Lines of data
^^^^^^^^^^^^^^^^

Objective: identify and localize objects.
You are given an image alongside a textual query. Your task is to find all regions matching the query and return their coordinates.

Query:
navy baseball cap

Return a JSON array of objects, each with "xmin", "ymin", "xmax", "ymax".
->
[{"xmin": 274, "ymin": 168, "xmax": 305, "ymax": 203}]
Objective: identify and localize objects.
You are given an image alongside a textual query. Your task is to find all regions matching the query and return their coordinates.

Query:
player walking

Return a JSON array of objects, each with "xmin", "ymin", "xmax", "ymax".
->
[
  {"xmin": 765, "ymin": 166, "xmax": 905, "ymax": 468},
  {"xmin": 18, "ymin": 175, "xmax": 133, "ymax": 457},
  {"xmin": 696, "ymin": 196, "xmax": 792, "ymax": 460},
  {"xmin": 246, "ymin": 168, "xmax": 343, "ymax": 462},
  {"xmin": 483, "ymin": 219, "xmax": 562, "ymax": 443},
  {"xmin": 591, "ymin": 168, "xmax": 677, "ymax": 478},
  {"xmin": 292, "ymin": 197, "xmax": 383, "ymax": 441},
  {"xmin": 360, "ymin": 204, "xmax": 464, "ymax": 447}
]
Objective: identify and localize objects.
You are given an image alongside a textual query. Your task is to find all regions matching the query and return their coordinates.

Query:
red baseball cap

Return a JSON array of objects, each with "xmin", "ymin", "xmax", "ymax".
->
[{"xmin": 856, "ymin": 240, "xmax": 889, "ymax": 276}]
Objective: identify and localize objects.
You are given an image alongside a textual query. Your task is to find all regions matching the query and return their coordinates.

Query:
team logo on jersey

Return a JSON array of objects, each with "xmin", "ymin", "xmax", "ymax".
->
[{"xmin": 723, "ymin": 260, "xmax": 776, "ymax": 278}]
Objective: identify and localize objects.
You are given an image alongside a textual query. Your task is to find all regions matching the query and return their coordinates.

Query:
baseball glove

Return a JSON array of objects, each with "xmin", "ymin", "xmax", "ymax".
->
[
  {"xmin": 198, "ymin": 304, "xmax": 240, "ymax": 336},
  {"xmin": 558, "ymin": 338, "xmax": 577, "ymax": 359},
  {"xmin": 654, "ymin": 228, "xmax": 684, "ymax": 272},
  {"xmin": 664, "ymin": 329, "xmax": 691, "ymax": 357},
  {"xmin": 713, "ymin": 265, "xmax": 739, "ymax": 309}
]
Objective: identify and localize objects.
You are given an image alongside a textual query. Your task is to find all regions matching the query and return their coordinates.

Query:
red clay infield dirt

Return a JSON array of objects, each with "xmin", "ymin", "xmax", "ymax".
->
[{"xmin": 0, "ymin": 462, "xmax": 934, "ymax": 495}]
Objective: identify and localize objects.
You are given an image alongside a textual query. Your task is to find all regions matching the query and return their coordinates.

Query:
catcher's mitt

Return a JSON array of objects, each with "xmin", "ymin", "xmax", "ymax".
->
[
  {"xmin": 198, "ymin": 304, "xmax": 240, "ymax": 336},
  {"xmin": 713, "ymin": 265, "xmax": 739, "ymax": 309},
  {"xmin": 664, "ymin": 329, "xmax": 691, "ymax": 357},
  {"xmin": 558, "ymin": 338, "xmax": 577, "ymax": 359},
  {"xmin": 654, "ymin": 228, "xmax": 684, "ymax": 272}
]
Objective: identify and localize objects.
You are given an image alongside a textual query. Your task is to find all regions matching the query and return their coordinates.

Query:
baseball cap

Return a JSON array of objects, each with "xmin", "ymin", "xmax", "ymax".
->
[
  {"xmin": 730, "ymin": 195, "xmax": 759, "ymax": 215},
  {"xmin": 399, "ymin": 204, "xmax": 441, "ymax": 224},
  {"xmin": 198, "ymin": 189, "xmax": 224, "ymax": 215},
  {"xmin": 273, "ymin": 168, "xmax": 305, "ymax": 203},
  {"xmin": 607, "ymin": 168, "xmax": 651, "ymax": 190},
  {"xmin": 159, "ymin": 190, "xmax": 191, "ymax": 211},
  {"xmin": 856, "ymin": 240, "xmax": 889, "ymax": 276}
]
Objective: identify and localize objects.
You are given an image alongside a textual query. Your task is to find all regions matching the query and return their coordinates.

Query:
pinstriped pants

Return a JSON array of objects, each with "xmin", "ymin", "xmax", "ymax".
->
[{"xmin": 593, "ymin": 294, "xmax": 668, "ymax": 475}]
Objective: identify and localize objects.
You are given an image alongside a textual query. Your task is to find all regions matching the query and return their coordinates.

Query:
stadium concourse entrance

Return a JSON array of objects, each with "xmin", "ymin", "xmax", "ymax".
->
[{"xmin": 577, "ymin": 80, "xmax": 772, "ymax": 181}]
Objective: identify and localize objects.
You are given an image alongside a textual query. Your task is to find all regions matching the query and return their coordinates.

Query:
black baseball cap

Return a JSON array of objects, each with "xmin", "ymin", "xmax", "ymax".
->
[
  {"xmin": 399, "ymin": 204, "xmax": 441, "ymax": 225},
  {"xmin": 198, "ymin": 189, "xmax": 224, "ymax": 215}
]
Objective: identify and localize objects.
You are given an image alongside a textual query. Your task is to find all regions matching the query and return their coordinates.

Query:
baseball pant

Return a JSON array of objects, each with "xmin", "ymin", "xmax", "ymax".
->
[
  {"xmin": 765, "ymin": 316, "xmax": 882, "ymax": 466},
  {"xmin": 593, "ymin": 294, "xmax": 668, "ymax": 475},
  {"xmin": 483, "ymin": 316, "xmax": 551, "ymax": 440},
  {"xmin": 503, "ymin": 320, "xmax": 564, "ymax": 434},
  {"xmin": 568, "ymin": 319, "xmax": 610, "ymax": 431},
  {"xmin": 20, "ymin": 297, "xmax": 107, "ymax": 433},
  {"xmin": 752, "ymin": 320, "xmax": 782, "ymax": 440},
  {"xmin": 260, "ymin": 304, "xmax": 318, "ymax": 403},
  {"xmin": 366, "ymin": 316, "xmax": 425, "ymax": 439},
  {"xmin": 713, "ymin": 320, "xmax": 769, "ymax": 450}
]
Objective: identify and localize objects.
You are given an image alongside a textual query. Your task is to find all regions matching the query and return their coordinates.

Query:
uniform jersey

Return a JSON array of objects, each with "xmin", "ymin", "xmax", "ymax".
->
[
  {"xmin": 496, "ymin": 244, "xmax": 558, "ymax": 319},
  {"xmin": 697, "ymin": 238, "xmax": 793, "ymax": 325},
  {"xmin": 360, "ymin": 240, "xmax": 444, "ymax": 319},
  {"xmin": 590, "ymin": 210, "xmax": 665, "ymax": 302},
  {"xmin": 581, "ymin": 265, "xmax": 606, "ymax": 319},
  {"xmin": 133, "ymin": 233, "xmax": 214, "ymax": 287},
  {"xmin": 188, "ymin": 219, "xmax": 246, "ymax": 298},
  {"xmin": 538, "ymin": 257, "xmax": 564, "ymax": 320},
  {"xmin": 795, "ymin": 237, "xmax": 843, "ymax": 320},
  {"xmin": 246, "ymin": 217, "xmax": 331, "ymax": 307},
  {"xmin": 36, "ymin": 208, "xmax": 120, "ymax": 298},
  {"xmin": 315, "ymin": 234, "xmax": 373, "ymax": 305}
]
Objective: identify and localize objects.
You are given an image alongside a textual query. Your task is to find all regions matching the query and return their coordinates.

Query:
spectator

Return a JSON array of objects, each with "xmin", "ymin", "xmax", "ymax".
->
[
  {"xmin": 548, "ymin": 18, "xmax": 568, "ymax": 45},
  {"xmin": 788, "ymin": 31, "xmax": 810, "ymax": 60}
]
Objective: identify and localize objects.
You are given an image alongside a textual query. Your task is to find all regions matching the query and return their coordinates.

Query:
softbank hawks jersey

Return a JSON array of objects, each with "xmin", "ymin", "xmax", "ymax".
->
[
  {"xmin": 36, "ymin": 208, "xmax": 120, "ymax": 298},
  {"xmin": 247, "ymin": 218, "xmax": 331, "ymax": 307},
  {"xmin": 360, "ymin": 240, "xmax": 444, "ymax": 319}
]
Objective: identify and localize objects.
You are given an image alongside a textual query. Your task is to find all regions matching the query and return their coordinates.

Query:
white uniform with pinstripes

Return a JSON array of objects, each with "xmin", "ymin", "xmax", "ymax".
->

^^^^^^^^^^^^^^^^

◆ Instruction ◆
Report each line in the entries above that contains the word "jersey", copying every such line in full.

◆ Response below ◆
team logo on jersey
uniform jersey
softbank hawks jersey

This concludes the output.